* [ÉNONCÉ 1]:
Répondez brièvement à ces questions à l'aide de l'extrait sur la culture en plateaux de terre.
(a) Quels sont les deux effets du papier perforé posé sur la terre ?
(b) Quelles revendications l'examinateur a-t-il refusées ?
(c) Quels sont le numéro et l'année de la publication « Le potager » ?
* [ÉNONCÉ 2]:
D'après l'extrait sur la culture en plateaux de terre, indiquez si chaque affirmation est exacte (oui ou non). Justifiez chaque réponse par les mots décisifs du texte.
(a) La feuille rigide reste en place pendant que les plantes grandissent.
(b) Quand on répète l'opération, la nouvelle feuille rigide a des trous percés autrement que la première.
(c) La méthode oblige à aérer la terre entre deux cultures.

* [EXTRAIT DE PAGE]:
La demande porte sur un appareil et une méthode pour faire pousser successivement
plusieurs cultures de plantes dans des plateaux de terre qui éliminent le besoin
d'aérer et de nettoyer la terre entre les cultures. La terre est d'abord
recouverte d'un papier perforé qui retient l'humidité et empêche la croissance
des mauvaises herbes. Au moment de semer, le papier est recouvert d'une feuille
rigide dans laquelle des trous sont percés d'après un plan précis. Les graines
sont ensuite plantées dans les trous et la feuille rigide enlevée; les plantes
grandissent à travers le papier puis sont coupées. On peut répéter l'opération
en se servant d'un nouveau papier et d'une autre feuille rigide dans laquelle les
trous sont percés différemment de la première. On peut répéter l'expérience
plusieurs fois en utilisant chaque fois des emplacements de culture différents.
Au cours de l'examen de la demande qui s'est terminé par la décision en question,
l'examinateur a refusé les revendications 1, 2 et 5 comme étant évidentes par
rapport aux références suivantes:
"Le potager", publication no 1059, Agriculture Canada,
1959, tableaux 1 et 2, p. 9.

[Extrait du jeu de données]
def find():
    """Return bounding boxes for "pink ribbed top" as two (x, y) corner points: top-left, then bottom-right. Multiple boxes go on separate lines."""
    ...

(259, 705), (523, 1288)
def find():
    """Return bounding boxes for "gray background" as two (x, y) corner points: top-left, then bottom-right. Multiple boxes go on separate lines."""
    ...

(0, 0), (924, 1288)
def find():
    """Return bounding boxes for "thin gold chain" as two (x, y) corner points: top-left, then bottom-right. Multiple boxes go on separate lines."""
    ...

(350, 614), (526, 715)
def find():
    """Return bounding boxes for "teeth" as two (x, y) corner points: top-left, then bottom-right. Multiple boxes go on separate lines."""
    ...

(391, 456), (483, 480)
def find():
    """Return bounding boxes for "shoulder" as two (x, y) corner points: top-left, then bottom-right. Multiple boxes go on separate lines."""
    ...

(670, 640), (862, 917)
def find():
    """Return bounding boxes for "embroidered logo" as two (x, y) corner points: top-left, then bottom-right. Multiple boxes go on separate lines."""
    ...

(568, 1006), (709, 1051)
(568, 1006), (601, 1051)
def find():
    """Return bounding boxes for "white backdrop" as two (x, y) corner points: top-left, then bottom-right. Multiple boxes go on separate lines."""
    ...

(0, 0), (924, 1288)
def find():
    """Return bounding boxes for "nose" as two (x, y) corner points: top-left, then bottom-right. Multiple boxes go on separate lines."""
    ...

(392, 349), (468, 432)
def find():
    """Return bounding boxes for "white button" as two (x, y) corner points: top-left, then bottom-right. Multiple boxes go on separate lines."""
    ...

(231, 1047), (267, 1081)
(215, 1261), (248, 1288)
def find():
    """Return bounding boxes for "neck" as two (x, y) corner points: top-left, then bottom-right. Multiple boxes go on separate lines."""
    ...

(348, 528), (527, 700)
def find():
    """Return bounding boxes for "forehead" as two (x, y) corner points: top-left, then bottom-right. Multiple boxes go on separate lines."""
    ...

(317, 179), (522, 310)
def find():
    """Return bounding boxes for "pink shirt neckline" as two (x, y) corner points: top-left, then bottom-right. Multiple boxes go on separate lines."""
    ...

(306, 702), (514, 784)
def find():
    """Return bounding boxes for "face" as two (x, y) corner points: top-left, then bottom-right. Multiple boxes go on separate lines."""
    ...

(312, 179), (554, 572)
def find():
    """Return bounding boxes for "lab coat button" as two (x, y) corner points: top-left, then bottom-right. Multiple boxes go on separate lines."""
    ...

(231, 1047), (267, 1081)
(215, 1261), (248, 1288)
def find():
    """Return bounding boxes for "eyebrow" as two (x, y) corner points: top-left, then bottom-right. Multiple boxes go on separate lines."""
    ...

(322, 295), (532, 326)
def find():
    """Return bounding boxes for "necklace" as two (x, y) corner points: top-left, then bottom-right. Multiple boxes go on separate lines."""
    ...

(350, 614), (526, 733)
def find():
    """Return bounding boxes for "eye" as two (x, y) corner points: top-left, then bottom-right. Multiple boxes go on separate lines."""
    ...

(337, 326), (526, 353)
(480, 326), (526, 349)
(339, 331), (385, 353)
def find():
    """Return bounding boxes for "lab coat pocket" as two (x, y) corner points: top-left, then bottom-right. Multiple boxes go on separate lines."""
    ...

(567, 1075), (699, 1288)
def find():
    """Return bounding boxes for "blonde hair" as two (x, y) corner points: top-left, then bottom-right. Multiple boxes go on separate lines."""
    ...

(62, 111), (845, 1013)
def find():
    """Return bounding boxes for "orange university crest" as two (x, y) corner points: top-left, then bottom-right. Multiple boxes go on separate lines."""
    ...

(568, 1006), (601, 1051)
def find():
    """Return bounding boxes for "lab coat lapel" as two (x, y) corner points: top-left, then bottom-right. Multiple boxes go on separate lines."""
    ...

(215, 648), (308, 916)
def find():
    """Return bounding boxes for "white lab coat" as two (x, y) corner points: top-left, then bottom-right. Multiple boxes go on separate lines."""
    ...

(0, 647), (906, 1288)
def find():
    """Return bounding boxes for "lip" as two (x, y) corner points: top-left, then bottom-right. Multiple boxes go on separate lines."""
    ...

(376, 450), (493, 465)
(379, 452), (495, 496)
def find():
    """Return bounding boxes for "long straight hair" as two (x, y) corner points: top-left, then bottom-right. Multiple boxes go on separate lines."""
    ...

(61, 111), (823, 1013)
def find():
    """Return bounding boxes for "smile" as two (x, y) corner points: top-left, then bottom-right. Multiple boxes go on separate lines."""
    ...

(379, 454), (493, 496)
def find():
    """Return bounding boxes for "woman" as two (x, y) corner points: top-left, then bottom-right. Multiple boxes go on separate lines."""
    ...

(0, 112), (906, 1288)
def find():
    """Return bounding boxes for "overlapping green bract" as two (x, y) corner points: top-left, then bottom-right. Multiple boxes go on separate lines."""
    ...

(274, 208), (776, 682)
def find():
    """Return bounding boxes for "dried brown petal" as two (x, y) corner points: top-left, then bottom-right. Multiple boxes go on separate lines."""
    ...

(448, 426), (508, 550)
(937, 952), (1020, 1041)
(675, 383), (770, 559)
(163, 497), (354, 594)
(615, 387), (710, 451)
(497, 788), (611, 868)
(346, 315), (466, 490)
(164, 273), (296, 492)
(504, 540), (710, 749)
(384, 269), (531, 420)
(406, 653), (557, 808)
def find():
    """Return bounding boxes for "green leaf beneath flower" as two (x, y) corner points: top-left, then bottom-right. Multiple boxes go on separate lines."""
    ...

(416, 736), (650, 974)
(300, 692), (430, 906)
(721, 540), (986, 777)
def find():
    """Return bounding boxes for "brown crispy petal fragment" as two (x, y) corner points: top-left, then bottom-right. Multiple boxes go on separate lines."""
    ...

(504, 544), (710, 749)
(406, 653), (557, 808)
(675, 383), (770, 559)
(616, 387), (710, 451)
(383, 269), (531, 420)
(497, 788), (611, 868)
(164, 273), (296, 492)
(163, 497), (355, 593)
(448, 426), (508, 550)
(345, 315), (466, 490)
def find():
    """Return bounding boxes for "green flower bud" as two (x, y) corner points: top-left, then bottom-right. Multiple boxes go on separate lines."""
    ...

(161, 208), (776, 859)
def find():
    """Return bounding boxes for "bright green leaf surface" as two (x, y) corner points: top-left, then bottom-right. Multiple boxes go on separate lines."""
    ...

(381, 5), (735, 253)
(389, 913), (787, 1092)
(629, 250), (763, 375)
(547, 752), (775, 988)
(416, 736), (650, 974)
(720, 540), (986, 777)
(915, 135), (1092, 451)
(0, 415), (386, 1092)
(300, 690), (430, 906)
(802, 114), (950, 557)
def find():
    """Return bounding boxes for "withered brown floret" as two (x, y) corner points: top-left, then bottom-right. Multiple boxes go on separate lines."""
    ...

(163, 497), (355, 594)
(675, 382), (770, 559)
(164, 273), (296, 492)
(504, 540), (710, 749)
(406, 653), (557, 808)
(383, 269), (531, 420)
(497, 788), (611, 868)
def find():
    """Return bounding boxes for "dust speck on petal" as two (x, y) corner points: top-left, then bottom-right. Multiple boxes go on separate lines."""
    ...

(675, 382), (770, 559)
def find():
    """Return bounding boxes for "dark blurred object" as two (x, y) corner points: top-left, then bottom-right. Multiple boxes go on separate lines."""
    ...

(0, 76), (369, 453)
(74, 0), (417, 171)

* [SOLUTION 1]:
(a) Il retient l'humidité et empêche la croissance des mauvaises herbes.
(b) Les revendications 1, 2 et 5.
(c) Publication no 1059, 1959.

* [SOLUTION 2]:
(a) Non : « Les graines sont ensuite plantées dans les trous et la feuille rigide enlevée ».
(b) Oui : « une autre feuille rigide dans laquelle les trous sont percés différemment de la première ».
(c) Non : « qui éliminent le besoin d'aérer et de nettoyer la terre entre les cultures ».